▶ **Task details**: Which lines run from the one containing "Where can the dark" to the end of the entries? Quote them exactly, and nothing else.

Referring expression data
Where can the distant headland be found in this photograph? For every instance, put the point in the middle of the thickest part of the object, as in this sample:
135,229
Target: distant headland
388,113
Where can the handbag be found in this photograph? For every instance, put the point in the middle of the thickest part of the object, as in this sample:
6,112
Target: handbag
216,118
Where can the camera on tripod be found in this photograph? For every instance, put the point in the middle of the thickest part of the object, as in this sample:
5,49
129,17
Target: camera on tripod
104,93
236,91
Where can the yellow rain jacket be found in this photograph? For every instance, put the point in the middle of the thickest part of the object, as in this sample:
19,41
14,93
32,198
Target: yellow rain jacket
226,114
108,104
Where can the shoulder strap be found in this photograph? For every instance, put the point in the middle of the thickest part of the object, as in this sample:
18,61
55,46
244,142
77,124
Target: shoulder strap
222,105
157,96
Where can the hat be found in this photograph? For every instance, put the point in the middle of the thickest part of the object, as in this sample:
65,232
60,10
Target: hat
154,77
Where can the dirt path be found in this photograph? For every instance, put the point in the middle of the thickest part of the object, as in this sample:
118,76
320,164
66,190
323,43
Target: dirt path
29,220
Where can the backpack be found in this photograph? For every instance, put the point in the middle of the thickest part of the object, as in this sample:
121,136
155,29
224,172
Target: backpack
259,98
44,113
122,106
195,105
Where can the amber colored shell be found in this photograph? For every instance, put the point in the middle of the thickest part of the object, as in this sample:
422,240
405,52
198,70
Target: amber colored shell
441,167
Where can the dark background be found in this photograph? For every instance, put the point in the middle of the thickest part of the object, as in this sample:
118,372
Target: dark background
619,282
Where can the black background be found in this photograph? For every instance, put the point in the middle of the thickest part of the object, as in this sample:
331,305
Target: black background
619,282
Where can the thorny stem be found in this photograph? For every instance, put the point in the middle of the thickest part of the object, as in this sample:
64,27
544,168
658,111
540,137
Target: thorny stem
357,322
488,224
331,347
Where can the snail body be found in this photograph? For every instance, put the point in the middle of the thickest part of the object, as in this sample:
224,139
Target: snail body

▶ **Solved exercise**:
Where can the dark background be found in this photograph? For every instance, put the point in the middle of the thickest part of the object, as in this sample:
118,372
Target: dark background
619,282
Where can the black background be found in this photograph? For every instance, put the point in the middle of the thickest part of the object, as in this sample:
331,305
Target: black background
619,282
Where can the thorny stem be found in this photograph? For every instance, put the point in the middle of the thickest part of the object, as in this sample:
64,27
544,168
658,111
540,137
Target: thorny stem
357,322
488,224
331,347
Where can the snail body be found in this photograph? For every instance, put the point in the middle of the thickest part of the object, as in this sample:
224,139
Target: snail body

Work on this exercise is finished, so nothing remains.